**To do:** All records below should be repeated exactly, with the pictures left out.
»»
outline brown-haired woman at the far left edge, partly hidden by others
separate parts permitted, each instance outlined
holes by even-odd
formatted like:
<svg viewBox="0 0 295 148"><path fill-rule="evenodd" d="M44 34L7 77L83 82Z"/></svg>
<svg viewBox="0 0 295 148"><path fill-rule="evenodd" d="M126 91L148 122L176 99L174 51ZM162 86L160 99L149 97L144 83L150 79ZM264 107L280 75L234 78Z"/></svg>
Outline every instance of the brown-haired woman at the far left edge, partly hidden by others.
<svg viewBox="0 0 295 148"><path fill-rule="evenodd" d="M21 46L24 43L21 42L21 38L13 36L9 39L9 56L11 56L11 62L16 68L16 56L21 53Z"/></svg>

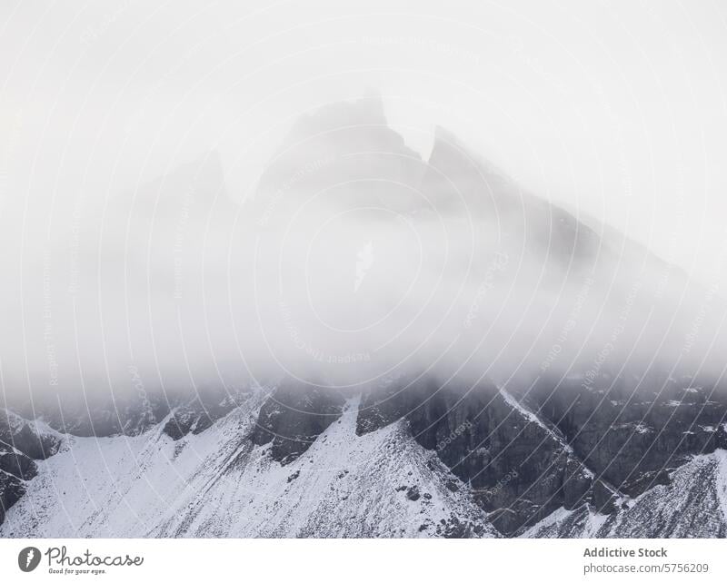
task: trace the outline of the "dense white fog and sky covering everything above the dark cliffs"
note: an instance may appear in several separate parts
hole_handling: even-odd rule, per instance
[[[0,7],[4,399],[719,382],[720,10]]]

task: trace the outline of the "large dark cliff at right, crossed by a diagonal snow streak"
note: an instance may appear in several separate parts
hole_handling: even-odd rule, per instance
[[[624,496],[666,485],[694,455],[727,448],[727,403],[713,385],[670,380],[650,392],[635,380],[600,382],[542,380],[523,401],[493,385],[399,380],[365,395],[357,433],[408,420],[413,438],[507,535],[561,507],[618,512]]]

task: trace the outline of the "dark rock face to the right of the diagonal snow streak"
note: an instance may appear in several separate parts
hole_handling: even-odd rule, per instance
[[[727,447],[727,401],[714,386],[667,380],[637,390],[636,380],[605,377],[586,388],[543,381],[531,397],[586,465],[632,497],[668,483],[693,455]]]

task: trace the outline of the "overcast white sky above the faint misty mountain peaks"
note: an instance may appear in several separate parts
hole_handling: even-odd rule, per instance
[[[81,193],[210,149],[242,198],[294,116],[373,89],[417,149],[449,126],[534,192],[713,282],[727,249],[726,28],[727,5],[708,0],[8,0],[5,236],[44,237]]]

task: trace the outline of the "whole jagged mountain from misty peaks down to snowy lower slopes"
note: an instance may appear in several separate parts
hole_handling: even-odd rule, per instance
[[[1,536],[727,536],[716,292],[377,97],[228,189],[205,154],[85,223],[98,389],[0,410]]]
««
**Finished exercise:**
outline brown-haired woman at the far left edge, partly hidden by others
separate parts permitted, each instance outlined
holes by even-odd
formatted like:
<svg viewBox="0 0 295 148"><path fill-rule="evenodd" d="M44 34L7 77L83 82Z"/></svg>
<svg viewBox="0 0 295 148"><path fill-rule="evenodd" d="M126 91L148 122L176 99L174 51ZM162 86L160 99L149 97L144 83L150 79ZM264 107L280 75L234 78Z"/></svg>
Outline every instance of the brown-haired woman at the far left edge, partly hidden by others.
<svg viewBox="0 0 295 148"><path fill-rule="evenodd" d="M21 46L24 43L21 42L21 38L13 36L9 39L9 56L11 56L11 62L16 68L16 56L21 53Z"/></svg>

task: trace the outline of the "dense white fog and sky covering everything above the dark cliffs"
note: an instance may appear in several separate parts
hole_handling: even-odd rule, per instance
[[[0,7],[4,399],[719,382],[720,10]]]

task: trace the outline of the "large dark cliff at right, crossed by a diagonal snow streak"
note: an instance may appear in several separate parts
hole_handling: even-odd rule, per instance
[[[624,496],[666,485],[694,455],[727,448],[727,403],[713,385],[670,380],[650,392],[635,380],[600,382],[542,380],[523,401],[493,385],[399,380],[365,395],[357,433],[408,420],[413,438],[507,535],[561,507],[618,512]]]

task: trace the outline of the "dark rock face to the right of the diagonal snow streak"
note: an instance may appear in several separate parts
hole_handling: even-odd rule, per instance
[[[727,447],[727,401],[714,386],[667,380],[637,390],[636,380],[605,377],[586,388],[543,381],[531,397],[586,465],[632,497],[668,483],[693,455]]]

task: trace the outline of the "overcast white sky above the faint misty mountain peaks"
note: an instance may appear in several separate parts
hole_handling: even-odd rule, per instance
[[[81,193],[210,149],[242,198],[294,116],[373,89],[417,149],[449,126],[534,192],[713,282],[727,249],[726,28],[727,5],[708,0],[8,0],[5,236],[44,237]]]

task: trace the outline of the "whole jagged mountain from misty peaks down to snowy lower slopes"
note: an instance may appear in several separate parts
hole_handling: even-odd rule, per instance
[[[1,536],[727,536],[716,292],[377,97],[228,189],[205,154],[85,223],[98,389],[0,410]]]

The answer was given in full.